§ **SHORT TASK**: Could you output each line of the data that follows exactly?

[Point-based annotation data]
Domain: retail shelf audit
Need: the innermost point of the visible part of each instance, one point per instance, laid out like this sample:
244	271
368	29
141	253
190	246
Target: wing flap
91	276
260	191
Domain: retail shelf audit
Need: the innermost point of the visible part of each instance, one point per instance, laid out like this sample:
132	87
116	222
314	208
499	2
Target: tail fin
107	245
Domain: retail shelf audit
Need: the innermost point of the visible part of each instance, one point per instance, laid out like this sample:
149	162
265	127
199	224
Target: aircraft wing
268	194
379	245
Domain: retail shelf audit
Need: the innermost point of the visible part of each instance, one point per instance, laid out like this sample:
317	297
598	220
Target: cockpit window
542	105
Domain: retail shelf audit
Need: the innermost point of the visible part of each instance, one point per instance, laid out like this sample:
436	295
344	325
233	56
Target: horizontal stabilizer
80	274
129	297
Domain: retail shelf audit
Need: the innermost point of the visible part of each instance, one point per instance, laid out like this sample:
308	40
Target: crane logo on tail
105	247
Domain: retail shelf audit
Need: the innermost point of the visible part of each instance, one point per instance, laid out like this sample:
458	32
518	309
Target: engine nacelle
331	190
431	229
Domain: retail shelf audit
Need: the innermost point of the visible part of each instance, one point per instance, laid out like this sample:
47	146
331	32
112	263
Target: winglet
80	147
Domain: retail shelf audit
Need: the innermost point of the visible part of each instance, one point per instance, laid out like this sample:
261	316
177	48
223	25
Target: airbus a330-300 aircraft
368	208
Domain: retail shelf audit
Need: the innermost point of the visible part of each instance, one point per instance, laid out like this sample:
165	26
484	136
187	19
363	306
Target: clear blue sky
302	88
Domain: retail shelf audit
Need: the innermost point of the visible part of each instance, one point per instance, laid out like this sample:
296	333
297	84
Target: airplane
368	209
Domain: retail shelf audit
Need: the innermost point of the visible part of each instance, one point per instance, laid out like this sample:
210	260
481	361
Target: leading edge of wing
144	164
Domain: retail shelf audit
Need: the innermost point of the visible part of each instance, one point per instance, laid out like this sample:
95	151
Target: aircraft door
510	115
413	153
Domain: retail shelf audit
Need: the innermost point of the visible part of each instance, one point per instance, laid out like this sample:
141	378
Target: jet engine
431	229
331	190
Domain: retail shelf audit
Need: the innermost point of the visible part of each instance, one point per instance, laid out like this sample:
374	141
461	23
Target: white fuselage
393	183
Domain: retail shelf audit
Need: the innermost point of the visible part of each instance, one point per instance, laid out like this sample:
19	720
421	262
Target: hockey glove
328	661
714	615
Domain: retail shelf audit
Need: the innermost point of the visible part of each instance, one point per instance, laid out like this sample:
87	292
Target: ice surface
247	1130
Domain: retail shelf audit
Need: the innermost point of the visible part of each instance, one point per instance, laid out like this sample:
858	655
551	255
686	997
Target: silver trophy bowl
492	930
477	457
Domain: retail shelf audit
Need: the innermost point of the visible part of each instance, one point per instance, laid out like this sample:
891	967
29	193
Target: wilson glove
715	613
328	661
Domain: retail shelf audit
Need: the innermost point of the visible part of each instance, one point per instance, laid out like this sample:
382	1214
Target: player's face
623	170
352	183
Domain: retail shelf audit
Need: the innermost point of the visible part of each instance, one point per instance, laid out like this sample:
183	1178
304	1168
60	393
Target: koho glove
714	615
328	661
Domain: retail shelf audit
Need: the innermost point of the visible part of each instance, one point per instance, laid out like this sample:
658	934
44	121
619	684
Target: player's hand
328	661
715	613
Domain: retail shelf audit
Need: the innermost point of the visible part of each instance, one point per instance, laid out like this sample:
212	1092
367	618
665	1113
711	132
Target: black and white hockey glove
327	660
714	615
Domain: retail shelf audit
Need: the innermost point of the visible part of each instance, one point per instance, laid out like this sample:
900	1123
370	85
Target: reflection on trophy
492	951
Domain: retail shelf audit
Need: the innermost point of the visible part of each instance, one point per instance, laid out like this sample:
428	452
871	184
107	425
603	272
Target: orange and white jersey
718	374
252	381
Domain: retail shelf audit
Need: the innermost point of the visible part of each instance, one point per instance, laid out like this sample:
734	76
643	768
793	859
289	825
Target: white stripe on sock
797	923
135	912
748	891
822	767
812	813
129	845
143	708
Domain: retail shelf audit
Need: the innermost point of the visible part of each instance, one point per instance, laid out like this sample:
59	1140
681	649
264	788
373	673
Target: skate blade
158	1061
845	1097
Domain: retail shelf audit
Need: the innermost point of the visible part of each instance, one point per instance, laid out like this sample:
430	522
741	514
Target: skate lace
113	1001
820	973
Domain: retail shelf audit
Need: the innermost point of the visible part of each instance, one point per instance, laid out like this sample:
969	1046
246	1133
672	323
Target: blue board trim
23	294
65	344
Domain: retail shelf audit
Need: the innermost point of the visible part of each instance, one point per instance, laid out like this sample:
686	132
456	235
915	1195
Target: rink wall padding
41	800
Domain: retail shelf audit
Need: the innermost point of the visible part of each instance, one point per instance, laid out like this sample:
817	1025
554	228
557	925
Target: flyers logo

§ **OUTPUT OF THE TASK**:
Domain: retail shelf audit
Need: the innermost point of the visible part of each instance, one point per instance, laid out like this sample:
244	271
368	29
141	253
190	246
Target: wing flap
91	276
260	191
Domain: retail shelf audit
Need: the innermost point of the visible part of each instance, one point per instance, laid out like this sample:
132	87
116	222
314	208
499	2
Target: tail fin
107	245
Domain: retail shelf audit
Need: the innermost point of the visible part of each instance, one point per instance, laid out like this sample:
149	162
265	127
199	224
Target: aircraft wing
268	194
379	245
Domain: retail shelf audit
Need: the innermost point of the visible part of each instance, one point per instance, laid out like this sample:
317	297
598	220
Target: cockpit window
542	105
Domain: retail shelf audit
Need: the innermost point of the visible part of each instance, one point per instance, laid out like this sample:
436	295
344	325
233	56
Target: horizontal stabilizer
80	274
129	297
Domain: retail shelf audit
Need: the innermost point of the visible part of each instance, one point per instance, laid out like this sample:
308	40
Target: crane logo on tail
105	247
Domain: retail shelf audit
Need: the innermost point of the visible part of each instance, one point per instance, laid out like this sample:
458	32
518	309
Target: engine nacelle
331	190
431	229
Domain: retail shelf audit
Need: the innermost point of the visible part of each instance, one point per instance, laid out like this sample:
47	146
331	32
112	263
Target: winglet
80	147
Domain: retail shelf audit
Need: the innermost point of the visible part of each instance, one point per instance, laid out like this sample:
261	316
177	48
223	25
Target: airbus a330-300 aircraft
368	208
Domain: retail shelf audit
Need: the innermost point of the visible part of each instance, one point per instance, laid out like this sample:
165	26
484	136
187	19
363	306
Target: clear blue sky
302	88
Domain: retail shelf audit
Need: the innermost point of the visible part of each instance, one point per instance, laid out like this sample:
296	333
297	84
Target: airplane
368	209
Domain: retail shelf audit
Need: the innermost point of the visible part of each instance, one point per instance, laid out like this sample:
210	260
481	361
Target: leading edge of wing
144	164
Domain: retail shelf audit
Need: the innermost point of the visible part of each instance, one point per instance, laid out like this sample:
95	151
Target: aircraft door
510	115
413	153
Domain: retail shelf audit
Need: the innermost point of the visible part of each instance, one point per instance, laid out like this sample:
141	378
Target: jet engine
431	229
331	190
Domain: retail shelf audit
Need: the innermost point of the visible part of each instance, one point per instance, laid out like this sample:
374	141
461	23
Target: white fuselage
393	183
Domain: retail shelf audit
Need: the innermost point of the visible part of each instance, one point per instance, laid out like this sample:
19	720
421	262
Target: hockey glove
328	661
714	615
Domain: retail shelf audit
Need: the innermost point of the visible part of each instance, one point per instance, laid out like this sample:
87	292
Target: ice surface
247	1130
Domain: retail shelf audit
Need: the innermost point of the visible part of each instance, one point per instance, laid out like this sample:
858	655
551	255
686	997
Target: silver trophy bowl
492	930
477	457
Domain: retail shelf audit
Need: the innermost point of the visible part of each instance, one point per instance, laid out like this sample:
891	967
29	193
Target: wilson glove
715	613
328	661
Domain: retail shelf audit
Need: the innermost point of the visible part of each instance, one point per instance, laid out like this sample:
382	1214
Target: player's face
623	170
352	183
Domain: retail shelf audit
Need: the innermost point of the visible part of each instance, one point per instance, laid out like this sample:
183	1178
304	1168
60	393
Target: koho glove
714	615
328	661
Domain: retail shelf audit
Need: the innermost point of the visible part of each instance, one point per instance, laid out like this sample:
658	934
44	121
619	684
Target: player's hand
328	661
715	613
Domain: retail shelf audit
Need: the innermost point of the visible part of each instance, one point per instance, laid out like this sample:
212	1092
367	618
665	1113
711	132
Target: black and white hockey glove
327	660
714	615
Domain: retail shelf audit
Need: the innermost point of the visible part of each instance, one point per instance, laid out like this sample:
900	1123
370	85
Target: reflection on trophy
492	951
Domain: retail shelf audit
Need: the innermost point of the visible part of each instance, one point per instance, laid out like this sample:
428	452
871	184
107	425
603	272
Target: orange and white jersey
718	374
252	381
Domain: retail shelf audit
Need: the innermost point of the visible part of each instance, one point per instance, laid out like this sample:
734	76
643	768
793	859
289	825
Target: white stripe on sock
797	923
135	912
748	891
822	767
812	813
129	845
143	708
Domain: retail shelf audit
Need: the innermost point of the visible part of each instance, one point per instance, laid out like this sample:
59	1140
681	649
264	788
373	673
Target: skate blade
158	1061
845	1097
Domain: retail shelf audit
Need: the innermost point of the visible part of each instance, one point per instance, laid out like this sample:
430	522
741	514
Target: skate lace
113	1001
820	973
Domain: retail shelf audit
Need: the innermost point of the visible part of each instance, one point per instance, laid out like this sample:
969	1046
246	1133
672	323
Target: blue board trim
23	294
65	344
Domain: retail shelf audit
Need: the innermost point of the visible part of each instance, one point per instance, laid out like this sample:
686	132
456	235
915	1195
Target: rink wall padding
41	800
Domain: retail shelf audit
Need: the innermost point of the visible part of each instance, one point per instance, laid out like this sample:
817	1025
554	228
557	925
Target: flyers logo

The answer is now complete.